▶ Exercise brief
Write every entry out again, exactly as given.

--- Data shown Enclosed Below ---

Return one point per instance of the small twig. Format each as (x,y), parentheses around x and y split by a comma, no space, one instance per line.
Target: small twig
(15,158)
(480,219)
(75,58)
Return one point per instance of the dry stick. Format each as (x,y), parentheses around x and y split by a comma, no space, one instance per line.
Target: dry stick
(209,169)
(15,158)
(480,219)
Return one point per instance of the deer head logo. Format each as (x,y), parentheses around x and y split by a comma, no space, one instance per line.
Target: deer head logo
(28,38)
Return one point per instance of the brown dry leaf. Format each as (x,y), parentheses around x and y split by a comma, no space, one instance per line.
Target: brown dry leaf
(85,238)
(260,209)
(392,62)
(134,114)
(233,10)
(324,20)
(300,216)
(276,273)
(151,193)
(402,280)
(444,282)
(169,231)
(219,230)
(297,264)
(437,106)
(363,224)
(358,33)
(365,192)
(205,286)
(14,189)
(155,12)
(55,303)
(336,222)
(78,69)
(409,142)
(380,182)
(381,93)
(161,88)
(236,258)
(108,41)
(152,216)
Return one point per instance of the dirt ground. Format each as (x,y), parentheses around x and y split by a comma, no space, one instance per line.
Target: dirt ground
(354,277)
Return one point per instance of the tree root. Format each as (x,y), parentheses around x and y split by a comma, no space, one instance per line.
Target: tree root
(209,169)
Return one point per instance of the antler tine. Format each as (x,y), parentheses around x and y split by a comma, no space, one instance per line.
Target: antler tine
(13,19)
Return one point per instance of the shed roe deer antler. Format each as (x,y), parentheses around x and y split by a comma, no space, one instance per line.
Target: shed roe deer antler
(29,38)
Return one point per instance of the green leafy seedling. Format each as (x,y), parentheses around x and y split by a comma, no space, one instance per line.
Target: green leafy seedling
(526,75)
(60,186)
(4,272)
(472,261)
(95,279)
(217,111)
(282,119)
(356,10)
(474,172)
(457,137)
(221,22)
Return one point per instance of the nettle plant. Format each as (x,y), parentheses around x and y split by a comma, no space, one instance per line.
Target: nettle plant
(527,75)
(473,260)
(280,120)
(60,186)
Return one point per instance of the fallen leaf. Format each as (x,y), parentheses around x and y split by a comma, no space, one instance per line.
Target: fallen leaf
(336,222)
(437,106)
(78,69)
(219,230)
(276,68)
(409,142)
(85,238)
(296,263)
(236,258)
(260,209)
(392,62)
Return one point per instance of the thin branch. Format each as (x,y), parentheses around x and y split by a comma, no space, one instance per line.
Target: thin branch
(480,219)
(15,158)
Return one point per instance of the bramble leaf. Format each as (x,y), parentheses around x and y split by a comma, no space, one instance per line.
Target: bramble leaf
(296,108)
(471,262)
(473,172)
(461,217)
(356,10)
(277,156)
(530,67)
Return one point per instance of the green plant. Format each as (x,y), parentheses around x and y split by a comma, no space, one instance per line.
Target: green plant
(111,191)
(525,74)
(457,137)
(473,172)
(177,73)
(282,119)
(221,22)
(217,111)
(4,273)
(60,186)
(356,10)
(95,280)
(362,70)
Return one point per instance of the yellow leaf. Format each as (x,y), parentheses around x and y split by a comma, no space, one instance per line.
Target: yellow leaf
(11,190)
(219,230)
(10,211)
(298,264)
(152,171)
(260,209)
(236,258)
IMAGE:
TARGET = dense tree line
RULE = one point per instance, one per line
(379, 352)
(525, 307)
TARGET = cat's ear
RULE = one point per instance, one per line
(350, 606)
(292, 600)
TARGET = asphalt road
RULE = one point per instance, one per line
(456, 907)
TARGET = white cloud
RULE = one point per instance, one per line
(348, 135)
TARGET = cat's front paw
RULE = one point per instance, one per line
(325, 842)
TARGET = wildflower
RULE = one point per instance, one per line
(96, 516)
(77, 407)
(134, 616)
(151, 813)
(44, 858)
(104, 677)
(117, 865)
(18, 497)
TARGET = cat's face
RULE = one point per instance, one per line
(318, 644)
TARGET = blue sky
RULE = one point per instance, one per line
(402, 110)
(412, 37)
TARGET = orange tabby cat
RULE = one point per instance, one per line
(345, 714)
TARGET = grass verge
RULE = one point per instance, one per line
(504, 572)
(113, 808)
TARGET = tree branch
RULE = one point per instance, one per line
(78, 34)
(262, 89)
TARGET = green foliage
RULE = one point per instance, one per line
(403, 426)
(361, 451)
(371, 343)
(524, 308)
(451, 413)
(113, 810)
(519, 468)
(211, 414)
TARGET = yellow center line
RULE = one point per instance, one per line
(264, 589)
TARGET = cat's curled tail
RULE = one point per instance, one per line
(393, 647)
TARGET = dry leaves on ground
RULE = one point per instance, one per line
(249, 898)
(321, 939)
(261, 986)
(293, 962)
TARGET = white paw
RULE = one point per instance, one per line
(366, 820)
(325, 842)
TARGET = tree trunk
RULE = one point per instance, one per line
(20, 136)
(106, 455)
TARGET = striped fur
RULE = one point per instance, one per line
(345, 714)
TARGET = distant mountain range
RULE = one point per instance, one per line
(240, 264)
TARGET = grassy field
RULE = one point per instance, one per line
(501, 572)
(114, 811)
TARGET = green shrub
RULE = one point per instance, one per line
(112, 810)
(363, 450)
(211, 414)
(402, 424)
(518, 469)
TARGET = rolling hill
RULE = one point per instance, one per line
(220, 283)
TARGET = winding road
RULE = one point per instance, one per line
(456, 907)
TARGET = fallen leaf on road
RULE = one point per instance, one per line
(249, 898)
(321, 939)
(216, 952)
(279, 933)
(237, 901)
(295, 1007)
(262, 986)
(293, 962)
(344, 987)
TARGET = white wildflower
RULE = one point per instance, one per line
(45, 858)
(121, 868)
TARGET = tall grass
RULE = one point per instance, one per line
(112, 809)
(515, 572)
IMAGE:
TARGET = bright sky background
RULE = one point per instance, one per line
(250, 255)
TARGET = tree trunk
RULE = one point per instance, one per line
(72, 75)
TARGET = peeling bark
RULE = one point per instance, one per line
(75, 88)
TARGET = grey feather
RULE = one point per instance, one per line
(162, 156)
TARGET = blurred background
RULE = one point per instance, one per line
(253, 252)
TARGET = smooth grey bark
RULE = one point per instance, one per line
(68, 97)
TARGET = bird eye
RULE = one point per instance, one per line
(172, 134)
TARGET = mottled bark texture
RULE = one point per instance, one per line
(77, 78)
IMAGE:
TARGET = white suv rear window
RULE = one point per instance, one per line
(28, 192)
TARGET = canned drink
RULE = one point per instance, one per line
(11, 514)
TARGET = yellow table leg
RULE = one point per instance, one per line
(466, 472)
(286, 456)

--- End of Enclosed Data shown ---

▶ The completed task
Return one point per instance of the small twig. Format each as (x,y), parentheses around x and y split by a comma, no space, one instance per line.
Target: small twig
(15,158)
(480,219)
(75,58)
Return one point per instance of the dry stick. Format each as (x,y), parentheses around x and y split by a comma, no space, one instance per line.
Target: dry stick
(209,169)
(15,158)
(480,219)
Return one point per instance of the deer head logo. Format each as (x,y), parentheses around x and y split by a comma, no space, one instance per line.
Target: deer head logo
(28,38)
Return one point per instance of the brown dry leaf. Format each as (x,y), parentheses around x and y split by a comma, no space, one instance per line.
Target: brown dry leaf
(85,238)
(260,209)
(392,62)
(134,114)
(233,10)
(324,20)
(300,216)
(276,273)
(151,193)
(402,280)
(444,282)
(169,231)
(219,230)
(297,264)
(437,106)
(363,224)
(358,33)
(365,192)
(205,286)
(14,189)
(155,12)
(55,303)
(336,222)
(78,69)
(409,142)
(380,182)
(381,93)
(161,88)
(236,258)
(108,41)
(152,216)
Return one point per instance of the dirt ground. Format each as (x,y), parentheses around x and y split by a comma, no space, one instance per line.
Target: dirt ground
(354,277)
Return one point per instance of the tree root. Format each as (x,y), parentheses around x and y split by a comma, no space, one instance per line.
Target: tree root
(209,169)
Return one point per instance of the antler tine. Format each as (x,y), parentheses around x and y split by a comma, no space, one instance per line.
Target: antler tine
(13,19)
Return one point per instance of the shed roe deer antler. Format each as (x,y), parentheses around x and y split by a comma, no space, one instance per line.
Target: shed roe deer antler
(29,38)
Return one point per instance of the green leafy seedling. Format each as (x,y), parentheses around x and y split by a comma, no space, one instance per line.
Target: green leafy seedling
(526,75)
(60,186)
(4,272)
(472,261)
(95,279)
(217,111)
(282,119)
(356,10)
(474,172)
(457,137)
(221,22)
Return one point per instance of the nettle plant. Format each as (x,y), parentheses around x and y split by a comma, no space, one instance per line.
Target: nettle plant
(527,75)
(473,260)
(280,120)
(60,186)
Return one point per instance of the fallen leaf. Format each as (x,y), parentheses around x and y split by a comma, no space, one instance per line.
Target: fallen leaf
(336,222)
(437,106)
(78,69)
(219,230)
(276,68)
(409,142)
(85,238)
(296,263)
(236,258)
(260,209)
(392,62)
Return one point per instance of the thin branch. Format each as (x,y), parentheses around x and y split by a comma, no space, one instance per line.
Target: thin branch
(480,219)
(15,158)
Return one point per instance of the bramble leaf. Format each as (x,y), parentheses around x and y split by a comma, no space, one instance per line.
Target: bramble leaf
(296,108)
(471,262)
(473,172)
(461,217)
(356,10)
(277,156)
(530,67)
Return one point per instance of the green plant. Format each as (x,y), parentheses around x and y split by a comma, no space, one instance per line.
Target: green plant
(111,191)
(525,74)
(457,137)
(473,172)
(177,73)
(282,119)
(221,22)
(217,111)
(4,273)
(60,186)
(356,10)
(95,280)
(362,70)
Return one point per instance of the yellow leaf. Format each as (x,y), parentheses around x and y split by a comma, no space, one instance per line.
Target: yellow leaf
(11,190)
(219,230)
(10,211)
(298,264)
(152,171)
(260,209)
(236,258)
IMAGE:
TARGET = dense tree line
RULE = one point per instance, one per line
(379, 352)
(525, 307)
TARGET = cat's ear
RULE = one point per instance, one per line
(350, 606)
(292, 600)
TARGET = asphalt road
RULE = one point per instance, one per line
(456, 907)
TARGET = white cloud
RULE = one point per instance, one per line
(348, 135)
TARGET = cat's front paw
RULE = one point per instance, one per line
(325, 842)
TARGET = wildflower
RULE = one point per instance, one per line
(96, 516)
(77, 407)
(134, 616)
(151, 813)
(44, 858)
(104, 677)
(117, 865)
(18, 497)
TARGET = cat's face
RULE = one point per instance, one per line
(318, 644)
TARGET = blue sky
RULE = one point per instance, one per line
(402, 110)
(412, 37)
TARGET = orange tabby cat
RULE = one point per instance, one per line
(345, 714)
TARGET = grass verge
RULE = one point per instance, one per line
(504, 572)
(113, 808)
TARGET = tree branch
RULE = one point per instance, one per line
(78, 34)
(262, 89)
TARGET = green foliage
RULE = one point per instance, one per line
(403, 426)
(361, 451)
(371, 343)
(524, 308)
(451, 413)
(113, 810)
(519, 468)
(211, 414)
TARGET = yellow center line
RULE = one point per instance, one per line
(264, 589)
TARGET = cat's curled tail
RULE = one point per instance, one per line
(393, 647)
TARGET = dry leaves on ground
RULE = one point per instance, one per line
(249, 898)
(321, 939)
(261, 986)
(293, 962)
TARGET = white paw
RULE = one point per instance, one per line
(366, 820)
(325, 842)
TARGET = tree trunk
RULE = one point per instance, one per line
(20, 136)
(106, 455)
TARGET = striped fur
RULE = one point per instance, one per line
(345, 714)
TARGET = distant mountain range
RULE = one point per instance, one per line
(240, 264)
TARGET = grassy field
RULE = one point per instance, one per line
(501, 572)
(114, 811)
TARGET = green shrub
RULE = one point per instance, one per line
(112, 810)
(363, 450)
(211, 414)
(402, 424)
(518, 469)
TARGET = rolling hill
RULE = one point per instance, one per line
(220, 283)
TARGET = winding road
RULE = one point per instance, one per line
(456, 907)
TARGET = fallen leaf on road
RULE = one point per instance, one per line
(249, 898)
(321, 939)
(216, 952)
(279, 933)
(237, 901)
(295, 1007)
(262, 986)
(293, 962)
(344, 987)
TARGET = white wildflower
RULE = one point per instance, one per line
(45, 858)
(121, 868)
TARGET = tall grass
RULE = one point per instance, one per line
(112, 809)
(515, 572)
IMAGE:
TARGET = bright sky background
RULE = one point per instance, one per line
(250, 255)
TARGET = tree trunk
RULE = one point per instance, one per line
(72, 75)
TARGET = peeling bark
RULE = one point per instance, one per line
(75, 88)
TARGET = grey feather
RULE = one point per instance, one per line
(162, 156)
TARGET = blurred background
RULE = one point per instance, one per line
(253, 252)
TARGET = smooth grey bark
RULE = one point per instance, one per line
(68, 97)
TARGET = bird eye
RULE = one point per instance, one per line
(172, 134)
TARGET = mottled bark texture
RULE = one point per instance, one per line
(77, 78)
IMAGE:
TARGET = white suv rear window
RULE = one point per instance, one per line
(28, 192)
TARGET = canned drink
RULE = one point per instance, one per line
(11, 514)
TARGET = yellow table leg
RULE = one point per instance, one per line
(466, 472)
(286, 456)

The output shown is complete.